**PROBLEM DETAILS:**
Repeat only the stretch of lines below that runs from the line with "For every instance of the small white sign" through the line with "For every instance of the hillside", unaltered.

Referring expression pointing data
········
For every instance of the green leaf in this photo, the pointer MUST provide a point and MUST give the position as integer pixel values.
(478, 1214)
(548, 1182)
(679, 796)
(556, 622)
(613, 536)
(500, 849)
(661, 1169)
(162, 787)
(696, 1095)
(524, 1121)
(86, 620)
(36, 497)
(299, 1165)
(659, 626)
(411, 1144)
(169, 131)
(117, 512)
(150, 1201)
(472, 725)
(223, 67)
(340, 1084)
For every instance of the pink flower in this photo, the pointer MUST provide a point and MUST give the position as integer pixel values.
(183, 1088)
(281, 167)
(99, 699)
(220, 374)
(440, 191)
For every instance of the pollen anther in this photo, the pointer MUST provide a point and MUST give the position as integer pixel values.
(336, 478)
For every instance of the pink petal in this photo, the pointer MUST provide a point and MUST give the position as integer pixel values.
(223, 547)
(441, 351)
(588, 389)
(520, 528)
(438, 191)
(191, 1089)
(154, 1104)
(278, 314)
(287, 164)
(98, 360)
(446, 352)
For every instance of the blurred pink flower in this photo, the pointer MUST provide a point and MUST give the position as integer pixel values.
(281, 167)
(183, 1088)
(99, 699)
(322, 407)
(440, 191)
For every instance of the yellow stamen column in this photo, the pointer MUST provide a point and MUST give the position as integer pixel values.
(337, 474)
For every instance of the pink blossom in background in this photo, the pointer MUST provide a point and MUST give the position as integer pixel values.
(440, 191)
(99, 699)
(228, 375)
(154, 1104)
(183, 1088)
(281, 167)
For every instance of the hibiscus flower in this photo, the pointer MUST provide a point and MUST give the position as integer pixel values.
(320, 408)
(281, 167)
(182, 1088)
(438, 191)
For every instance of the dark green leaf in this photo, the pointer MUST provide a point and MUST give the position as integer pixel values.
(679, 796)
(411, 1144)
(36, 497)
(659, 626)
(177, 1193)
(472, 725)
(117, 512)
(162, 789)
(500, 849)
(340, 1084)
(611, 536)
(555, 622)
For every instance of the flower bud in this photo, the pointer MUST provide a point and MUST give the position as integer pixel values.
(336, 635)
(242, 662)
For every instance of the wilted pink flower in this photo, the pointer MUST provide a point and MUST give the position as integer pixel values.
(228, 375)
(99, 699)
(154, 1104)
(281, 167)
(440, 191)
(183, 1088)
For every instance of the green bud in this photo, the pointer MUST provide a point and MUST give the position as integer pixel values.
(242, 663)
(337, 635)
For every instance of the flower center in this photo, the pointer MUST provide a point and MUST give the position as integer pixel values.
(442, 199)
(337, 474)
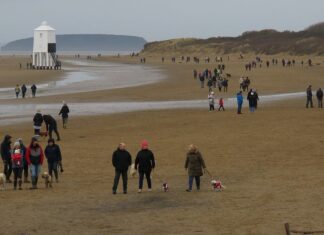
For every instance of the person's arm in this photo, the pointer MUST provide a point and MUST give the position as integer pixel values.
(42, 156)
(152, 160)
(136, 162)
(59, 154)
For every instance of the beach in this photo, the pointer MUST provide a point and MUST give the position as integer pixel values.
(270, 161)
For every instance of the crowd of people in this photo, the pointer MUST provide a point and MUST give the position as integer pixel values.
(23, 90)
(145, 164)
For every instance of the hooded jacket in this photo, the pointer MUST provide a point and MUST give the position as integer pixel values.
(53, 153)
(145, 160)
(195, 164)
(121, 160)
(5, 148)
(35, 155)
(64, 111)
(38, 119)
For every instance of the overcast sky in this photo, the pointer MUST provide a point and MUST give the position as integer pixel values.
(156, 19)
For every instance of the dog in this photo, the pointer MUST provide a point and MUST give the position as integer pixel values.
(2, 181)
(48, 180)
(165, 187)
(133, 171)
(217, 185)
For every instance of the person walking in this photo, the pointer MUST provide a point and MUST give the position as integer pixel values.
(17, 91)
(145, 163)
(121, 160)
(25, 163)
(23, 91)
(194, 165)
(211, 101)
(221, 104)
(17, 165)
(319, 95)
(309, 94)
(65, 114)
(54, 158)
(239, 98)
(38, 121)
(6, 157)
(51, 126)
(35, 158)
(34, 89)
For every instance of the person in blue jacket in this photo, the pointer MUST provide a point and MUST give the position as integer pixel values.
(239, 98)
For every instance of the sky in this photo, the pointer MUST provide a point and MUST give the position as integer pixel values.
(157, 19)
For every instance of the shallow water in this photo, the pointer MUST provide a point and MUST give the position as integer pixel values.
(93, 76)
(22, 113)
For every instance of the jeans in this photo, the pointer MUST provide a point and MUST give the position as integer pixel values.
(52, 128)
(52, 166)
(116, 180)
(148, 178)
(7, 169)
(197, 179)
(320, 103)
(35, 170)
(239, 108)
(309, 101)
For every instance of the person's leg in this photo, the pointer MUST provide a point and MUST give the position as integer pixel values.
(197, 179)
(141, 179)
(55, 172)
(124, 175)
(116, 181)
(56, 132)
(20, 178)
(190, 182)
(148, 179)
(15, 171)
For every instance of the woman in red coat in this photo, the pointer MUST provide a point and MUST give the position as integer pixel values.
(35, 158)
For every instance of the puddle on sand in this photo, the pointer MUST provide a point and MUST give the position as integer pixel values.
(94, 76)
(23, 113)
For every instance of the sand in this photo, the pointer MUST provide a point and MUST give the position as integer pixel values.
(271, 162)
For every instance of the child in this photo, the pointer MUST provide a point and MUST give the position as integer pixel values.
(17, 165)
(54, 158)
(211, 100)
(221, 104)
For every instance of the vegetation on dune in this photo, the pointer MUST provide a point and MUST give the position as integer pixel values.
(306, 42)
········
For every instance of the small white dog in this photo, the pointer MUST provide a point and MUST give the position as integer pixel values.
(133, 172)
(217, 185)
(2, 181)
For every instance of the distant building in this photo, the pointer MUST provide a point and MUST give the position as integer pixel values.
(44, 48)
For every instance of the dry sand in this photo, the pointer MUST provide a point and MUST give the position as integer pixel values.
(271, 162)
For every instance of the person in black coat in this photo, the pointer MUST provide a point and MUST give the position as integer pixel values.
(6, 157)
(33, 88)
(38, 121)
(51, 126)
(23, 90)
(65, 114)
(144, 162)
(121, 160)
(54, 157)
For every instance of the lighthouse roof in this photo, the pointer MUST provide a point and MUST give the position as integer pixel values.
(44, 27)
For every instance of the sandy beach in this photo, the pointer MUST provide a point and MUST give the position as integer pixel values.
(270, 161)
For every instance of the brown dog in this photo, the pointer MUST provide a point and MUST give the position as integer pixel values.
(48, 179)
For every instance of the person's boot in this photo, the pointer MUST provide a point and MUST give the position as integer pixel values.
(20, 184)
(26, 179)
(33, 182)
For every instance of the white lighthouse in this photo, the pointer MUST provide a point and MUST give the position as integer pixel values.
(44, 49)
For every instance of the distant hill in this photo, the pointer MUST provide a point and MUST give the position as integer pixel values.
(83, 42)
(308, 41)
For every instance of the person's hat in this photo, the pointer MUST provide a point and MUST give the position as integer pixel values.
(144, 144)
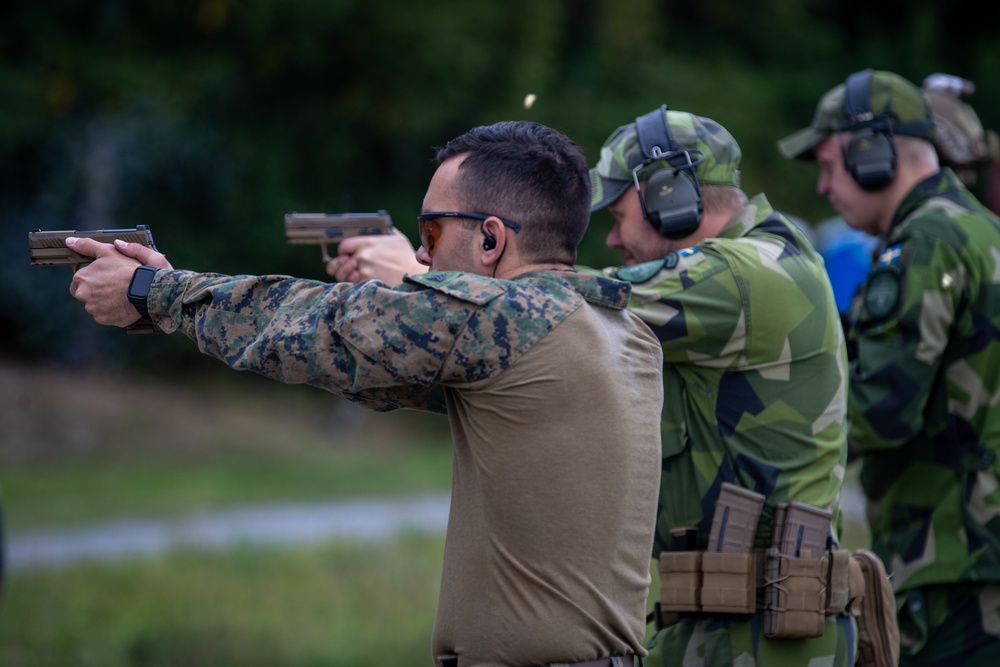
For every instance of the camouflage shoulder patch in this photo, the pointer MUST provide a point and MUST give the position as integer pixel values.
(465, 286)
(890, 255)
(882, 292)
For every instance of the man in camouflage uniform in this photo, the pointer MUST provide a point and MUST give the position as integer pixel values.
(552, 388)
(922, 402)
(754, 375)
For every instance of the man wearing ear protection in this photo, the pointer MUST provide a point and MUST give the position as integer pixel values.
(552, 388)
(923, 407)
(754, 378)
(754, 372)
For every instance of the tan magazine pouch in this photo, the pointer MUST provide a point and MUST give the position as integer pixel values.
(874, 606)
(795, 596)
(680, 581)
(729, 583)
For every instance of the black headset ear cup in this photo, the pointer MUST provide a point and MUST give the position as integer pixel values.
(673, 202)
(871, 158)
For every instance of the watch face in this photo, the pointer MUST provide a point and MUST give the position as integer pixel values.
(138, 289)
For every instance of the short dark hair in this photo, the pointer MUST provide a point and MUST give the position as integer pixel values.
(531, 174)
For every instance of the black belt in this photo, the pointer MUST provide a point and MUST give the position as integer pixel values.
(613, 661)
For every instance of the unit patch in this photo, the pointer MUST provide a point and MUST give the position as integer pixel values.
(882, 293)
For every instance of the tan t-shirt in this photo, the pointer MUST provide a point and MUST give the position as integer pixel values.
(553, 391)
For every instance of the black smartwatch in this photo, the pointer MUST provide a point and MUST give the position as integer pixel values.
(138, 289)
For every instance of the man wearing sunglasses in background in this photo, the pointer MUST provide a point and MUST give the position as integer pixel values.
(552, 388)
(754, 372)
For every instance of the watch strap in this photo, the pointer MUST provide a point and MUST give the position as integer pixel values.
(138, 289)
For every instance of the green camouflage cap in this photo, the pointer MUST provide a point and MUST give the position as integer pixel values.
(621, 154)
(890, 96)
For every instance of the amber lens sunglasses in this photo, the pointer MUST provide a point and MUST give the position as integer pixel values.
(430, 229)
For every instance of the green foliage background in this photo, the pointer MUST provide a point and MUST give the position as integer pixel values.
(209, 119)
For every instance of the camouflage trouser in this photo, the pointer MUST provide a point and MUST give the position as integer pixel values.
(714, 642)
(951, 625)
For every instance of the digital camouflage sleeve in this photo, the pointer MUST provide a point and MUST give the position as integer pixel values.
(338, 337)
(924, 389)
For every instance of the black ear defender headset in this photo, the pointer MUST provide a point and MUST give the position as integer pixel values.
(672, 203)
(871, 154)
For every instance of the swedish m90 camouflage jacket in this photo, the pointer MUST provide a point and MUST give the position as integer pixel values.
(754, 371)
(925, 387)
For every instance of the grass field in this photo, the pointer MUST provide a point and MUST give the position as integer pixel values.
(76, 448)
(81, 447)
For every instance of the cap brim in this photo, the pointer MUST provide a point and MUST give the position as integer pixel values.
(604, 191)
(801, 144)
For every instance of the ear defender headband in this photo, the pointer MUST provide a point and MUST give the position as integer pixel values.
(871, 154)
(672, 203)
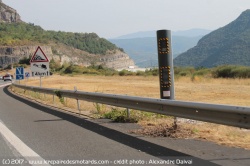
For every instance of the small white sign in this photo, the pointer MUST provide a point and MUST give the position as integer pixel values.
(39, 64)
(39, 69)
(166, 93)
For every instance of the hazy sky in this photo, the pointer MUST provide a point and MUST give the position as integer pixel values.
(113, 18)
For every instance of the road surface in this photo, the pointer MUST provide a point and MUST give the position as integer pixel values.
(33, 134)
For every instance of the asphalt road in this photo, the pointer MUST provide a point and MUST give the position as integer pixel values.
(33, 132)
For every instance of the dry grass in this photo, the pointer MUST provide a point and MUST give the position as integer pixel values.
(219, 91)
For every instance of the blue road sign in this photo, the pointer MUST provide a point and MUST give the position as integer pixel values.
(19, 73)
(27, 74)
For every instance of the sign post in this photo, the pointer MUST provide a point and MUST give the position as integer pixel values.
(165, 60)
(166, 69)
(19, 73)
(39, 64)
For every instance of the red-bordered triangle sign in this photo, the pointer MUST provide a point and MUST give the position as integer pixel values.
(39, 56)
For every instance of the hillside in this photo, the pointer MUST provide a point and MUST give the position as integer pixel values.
········
**TASK ANSWER:**
For every instance of the small white sign in this photo, the pointer MUST provide a point and MUST give the position as integer pixel values.
(39, 64)
(39, 69)
(166, 93)
For every instance of the hazy sky in this photo, the pointer MUST provide a point and MUST give the position as integer pixel values.
(113, 18)
For every instance of the road surface in this photo, the pointer MUST provide a point and MUST give the position as integer pixel values.
(33, 134)
For every instance of the asphalt road in this photo, the pointer MUST provide a point and MUST give the position as integer pixel values.
(33, 132)
For every instance of the dry grass in this photo, the pointer MUST provide a point and MUST give the position as integer pixel values.
(219, 91)
For every instance of the blue road sign in this photo, the pointer MUST provide a point and MUST give the position as integer pixel values.
(19, 73)
(27, 74)
For every instance of the sign post in this photo, the pointer MUST provide a point and MUST give the position as integer pixel values.
(165, 60)
(166, 69)
(19, 73)
(39, 64)
For every instance of the red-bordered triangle sign in this photo, the pointer MUST provide a point and MUST give the position as integer pixel values.
(39, 56)
For every instance of the hillside in this photo, the pointer MUST provide a point and MUST give the position as integer pixel values.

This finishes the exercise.